>> Start Document excerpt

DESIGN

TRADITIONAL CERAMICS FROM APULIA RENOVATED THROUGH DESIGN

Aug 01, 2017 admin

FROM THE ANCIENT FURNACES FROM FASANO, THE CERAMICS BY VALENTINA DE CAROLIS, WHO TRANSLATES PAST DECORATIONS INTO CONTEMPORARY SIGNS

You can talk of tradition if that has the ability to renew itself following the contemporary language.

It’s from this idea that the new research carried out by Valentina De Carolis was born, a designer that – after the diploma in industrial design (porcelain specialization) and the degree in Product Design at the Rome Sapienza University – chose to go back to her beloved Fasano, in Apulia, to find new sources of inspiration and renew old bounds.

Your quest for design has its roots in your homeland, how did you choose to become a designer?

“It was a choice that occurred in a natural way. I define myself a designer by vocation, I can’t really think about devoting myself to something different from design. In the same way, it’s natural for me to be influenced by what I have around. Fasano, the Apulia are the beautiful places that surround me every day. I like to tell their stories through the objects I create”.

The collections have different names such as Filet, Dettagli, both linked to a past, which is actualized.

“I choose decorations, shapes, signs and colours that first of all tell something about myself. When I create something new, I personally follow every step of the processes: from the drawing to the finished item, then it is up to the people working in workshops who will take care of the production proccesses. The past is present, actualized with lines and colors that speak about a contemporary language”.

>> End Document excerpt

** Directions **
Answer these questions from the article on Apulian ceramics, one per line:
1. At which university did Valentina De Carolis earn her degree in Product Design?
2. What two collection names does the article give?
3. According to her, who takes care of the production processes?

>> Start Data lines

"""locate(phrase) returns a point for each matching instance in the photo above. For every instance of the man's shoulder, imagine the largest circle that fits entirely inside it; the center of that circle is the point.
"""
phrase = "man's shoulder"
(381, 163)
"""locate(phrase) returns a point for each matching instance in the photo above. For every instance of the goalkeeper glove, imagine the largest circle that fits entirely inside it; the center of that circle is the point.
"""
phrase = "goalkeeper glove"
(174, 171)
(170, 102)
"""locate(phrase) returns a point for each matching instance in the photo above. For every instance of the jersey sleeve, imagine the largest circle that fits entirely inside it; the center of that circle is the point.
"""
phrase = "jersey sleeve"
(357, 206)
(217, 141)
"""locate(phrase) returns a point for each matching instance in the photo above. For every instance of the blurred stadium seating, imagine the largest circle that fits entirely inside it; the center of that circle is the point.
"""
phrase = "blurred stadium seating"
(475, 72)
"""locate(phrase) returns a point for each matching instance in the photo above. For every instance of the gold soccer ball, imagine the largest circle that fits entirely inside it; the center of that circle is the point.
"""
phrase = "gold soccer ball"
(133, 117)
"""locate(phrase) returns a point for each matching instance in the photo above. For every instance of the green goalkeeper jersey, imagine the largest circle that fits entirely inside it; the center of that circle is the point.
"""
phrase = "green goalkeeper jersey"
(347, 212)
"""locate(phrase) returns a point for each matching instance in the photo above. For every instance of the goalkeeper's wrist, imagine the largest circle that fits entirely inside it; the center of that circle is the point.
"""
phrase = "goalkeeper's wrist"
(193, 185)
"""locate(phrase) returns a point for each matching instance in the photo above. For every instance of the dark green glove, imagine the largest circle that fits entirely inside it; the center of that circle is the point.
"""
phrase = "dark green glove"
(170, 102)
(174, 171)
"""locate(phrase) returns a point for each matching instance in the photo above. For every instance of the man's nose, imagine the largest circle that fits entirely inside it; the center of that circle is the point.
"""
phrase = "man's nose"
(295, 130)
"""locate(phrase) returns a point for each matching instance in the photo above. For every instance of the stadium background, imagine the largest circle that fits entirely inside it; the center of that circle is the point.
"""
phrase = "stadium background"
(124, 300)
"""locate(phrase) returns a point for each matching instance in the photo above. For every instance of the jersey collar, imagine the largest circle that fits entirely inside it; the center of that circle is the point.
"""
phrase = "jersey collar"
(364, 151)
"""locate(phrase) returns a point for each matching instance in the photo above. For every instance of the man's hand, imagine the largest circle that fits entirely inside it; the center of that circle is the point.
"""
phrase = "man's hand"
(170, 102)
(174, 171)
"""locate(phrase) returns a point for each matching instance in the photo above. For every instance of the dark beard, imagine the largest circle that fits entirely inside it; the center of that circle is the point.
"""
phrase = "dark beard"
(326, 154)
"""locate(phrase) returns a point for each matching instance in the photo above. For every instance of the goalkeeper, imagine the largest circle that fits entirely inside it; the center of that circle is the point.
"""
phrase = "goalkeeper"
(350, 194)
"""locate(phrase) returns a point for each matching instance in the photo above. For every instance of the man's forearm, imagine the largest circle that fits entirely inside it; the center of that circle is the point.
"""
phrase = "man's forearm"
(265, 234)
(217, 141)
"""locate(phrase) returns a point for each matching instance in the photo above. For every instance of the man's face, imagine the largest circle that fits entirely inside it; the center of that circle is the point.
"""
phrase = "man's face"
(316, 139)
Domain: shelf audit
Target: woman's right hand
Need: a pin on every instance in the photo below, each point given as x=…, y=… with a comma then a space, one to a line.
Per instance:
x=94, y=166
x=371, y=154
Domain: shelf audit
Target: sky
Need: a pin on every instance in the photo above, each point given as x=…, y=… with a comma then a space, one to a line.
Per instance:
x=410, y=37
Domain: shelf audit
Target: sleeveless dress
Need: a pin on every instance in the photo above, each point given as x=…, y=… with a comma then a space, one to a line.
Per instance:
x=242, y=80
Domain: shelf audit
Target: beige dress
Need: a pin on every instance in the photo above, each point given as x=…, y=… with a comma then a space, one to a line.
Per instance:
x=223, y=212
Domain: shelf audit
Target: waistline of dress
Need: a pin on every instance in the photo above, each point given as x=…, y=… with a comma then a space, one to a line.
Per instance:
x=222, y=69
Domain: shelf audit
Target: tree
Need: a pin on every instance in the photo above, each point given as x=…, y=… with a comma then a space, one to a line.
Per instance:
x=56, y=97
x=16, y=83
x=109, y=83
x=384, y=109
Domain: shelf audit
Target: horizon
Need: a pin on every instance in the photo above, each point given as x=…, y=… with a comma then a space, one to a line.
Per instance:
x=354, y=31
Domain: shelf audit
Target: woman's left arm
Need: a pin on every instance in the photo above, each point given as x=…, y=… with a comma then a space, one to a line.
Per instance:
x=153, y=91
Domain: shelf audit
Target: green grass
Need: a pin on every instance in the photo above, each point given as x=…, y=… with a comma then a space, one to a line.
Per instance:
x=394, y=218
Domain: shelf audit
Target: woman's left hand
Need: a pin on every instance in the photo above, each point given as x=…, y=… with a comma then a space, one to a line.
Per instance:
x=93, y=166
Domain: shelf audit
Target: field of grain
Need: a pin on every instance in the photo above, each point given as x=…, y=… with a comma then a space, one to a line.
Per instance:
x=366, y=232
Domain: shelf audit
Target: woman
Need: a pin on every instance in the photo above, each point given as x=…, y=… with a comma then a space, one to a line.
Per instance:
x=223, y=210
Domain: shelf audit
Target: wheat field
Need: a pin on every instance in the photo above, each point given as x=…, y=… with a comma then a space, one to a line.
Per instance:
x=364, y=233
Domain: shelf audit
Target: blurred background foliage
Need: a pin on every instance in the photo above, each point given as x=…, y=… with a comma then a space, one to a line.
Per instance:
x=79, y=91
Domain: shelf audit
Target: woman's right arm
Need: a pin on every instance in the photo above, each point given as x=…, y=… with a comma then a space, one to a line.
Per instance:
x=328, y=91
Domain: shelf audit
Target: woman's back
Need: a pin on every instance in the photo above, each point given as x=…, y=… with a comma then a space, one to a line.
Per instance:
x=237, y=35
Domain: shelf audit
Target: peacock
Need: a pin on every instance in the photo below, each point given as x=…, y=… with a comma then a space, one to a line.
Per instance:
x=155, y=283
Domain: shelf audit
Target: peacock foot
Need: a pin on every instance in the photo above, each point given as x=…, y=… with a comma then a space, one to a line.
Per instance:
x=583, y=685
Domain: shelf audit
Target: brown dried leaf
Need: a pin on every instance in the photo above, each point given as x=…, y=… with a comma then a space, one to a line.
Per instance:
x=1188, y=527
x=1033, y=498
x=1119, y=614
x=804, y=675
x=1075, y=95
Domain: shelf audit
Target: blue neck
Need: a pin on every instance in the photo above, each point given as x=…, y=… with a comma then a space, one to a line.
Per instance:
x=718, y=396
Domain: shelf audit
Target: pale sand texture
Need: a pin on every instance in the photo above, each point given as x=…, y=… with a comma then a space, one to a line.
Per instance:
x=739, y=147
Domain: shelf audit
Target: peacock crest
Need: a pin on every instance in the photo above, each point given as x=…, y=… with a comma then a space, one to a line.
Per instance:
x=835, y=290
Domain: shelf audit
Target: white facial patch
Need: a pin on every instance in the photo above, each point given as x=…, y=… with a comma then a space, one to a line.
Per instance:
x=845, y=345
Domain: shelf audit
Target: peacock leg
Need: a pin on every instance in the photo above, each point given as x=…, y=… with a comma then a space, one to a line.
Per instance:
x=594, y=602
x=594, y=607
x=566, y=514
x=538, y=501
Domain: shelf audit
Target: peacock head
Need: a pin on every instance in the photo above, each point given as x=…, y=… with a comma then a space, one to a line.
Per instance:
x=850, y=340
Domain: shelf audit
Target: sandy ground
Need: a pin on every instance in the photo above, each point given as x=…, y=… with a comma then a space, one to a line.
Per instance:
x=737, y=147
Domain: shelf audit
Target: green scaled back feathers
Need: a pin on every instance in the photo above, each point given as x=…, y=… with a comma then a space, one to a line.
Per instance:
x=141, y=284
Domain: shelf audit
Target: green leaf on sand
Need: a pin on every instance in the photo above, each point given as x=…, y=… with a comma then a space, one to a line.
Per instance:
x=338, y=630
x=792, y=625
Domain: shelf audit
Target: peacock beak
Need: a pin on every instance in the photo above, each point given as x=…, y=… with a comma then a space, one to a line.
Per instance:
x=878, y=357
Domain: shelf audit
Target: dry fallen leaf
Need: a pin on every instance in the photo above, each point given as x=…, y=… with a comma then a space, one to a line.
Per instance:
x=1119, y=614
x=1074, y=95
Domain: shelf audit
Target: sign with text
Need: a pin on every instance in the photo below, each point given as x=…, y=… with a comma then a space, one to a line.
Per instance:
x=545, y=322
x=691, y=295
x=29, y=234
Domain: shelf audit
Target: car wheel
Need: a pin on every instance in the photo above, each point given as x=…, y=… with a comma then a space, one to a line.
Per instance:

>> End Data lines

** Result **
1. The Rome Sapienza University.
2. Filet and Dettagli.
3. The people working in workshops.